- _SUPPLIED INFORMATION_
★ ★ ★

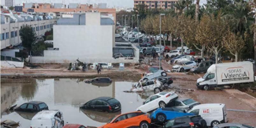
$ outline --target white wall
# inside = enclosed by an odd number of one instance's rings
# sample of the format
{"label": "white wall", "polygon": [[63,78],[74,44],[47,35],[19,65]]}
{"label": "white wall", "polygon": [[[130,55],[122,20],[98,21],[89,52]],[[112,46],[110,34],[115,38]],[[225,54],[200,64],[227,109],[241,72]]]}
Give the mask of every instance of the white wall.
{"label": "white wall", "polygon": [[[10,18],[9,18],[10,19]],[[40,29],[40,26],[54,24],[56,20],[56,19],[50,19],[1,24],[1,34],[9,32],[9,39],[1,41],[1,49],[4,48],[6,46],[10,46],[11,45],[14,46],[21,43],[21,40],[20,39],[20,37],[19,36],[19,30],[23,25],[25,25],[27,24],[31,25],[32,27],[36,27],[38,26],[39,27],[39,29]],[[5,31],[4,30],[4,29],[5,29]],[[35,28],[35,30],[36,30],[36,33],[38,36],[44,35],[46,32],[51,30],[50,28],[47,28],[47,26],[46,29],[40,30],[39,31],[37,31],[36,29]],[[17,31],[17,37],[15,36],[13,38],[11,37],[11,32],[15,31]],[[6,36],[5,34],[4,36],[5,39]]]}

★ ★ ★

- _OBJECTIVE_
Please recast the part of the material that runs from its start through the line containing "Give the mask" as a JSON list of strings, one string per line, with blank lines dropped. Leave the pictures out of the list.

- _TASK SOLUTION_
[
  "$ outline --target white wall",
  "# inside = enclosed by an odd number of one instance's rings",
  "# sample of the format",
  "{\"label\": \"white wall\", \"polygon\": [[63,78],[74,44],[47,35],[19,65]]}",
  "{\"label\": \"white wall\", \"polygon\": [[[130,55],[122,20],[98,21],[89,52]],[[112,46],[110,34],[115,38]],[[225,54],[200,64],[227,109],[241,72]]]}",
  "Give the mask of every instance of the white wall."
]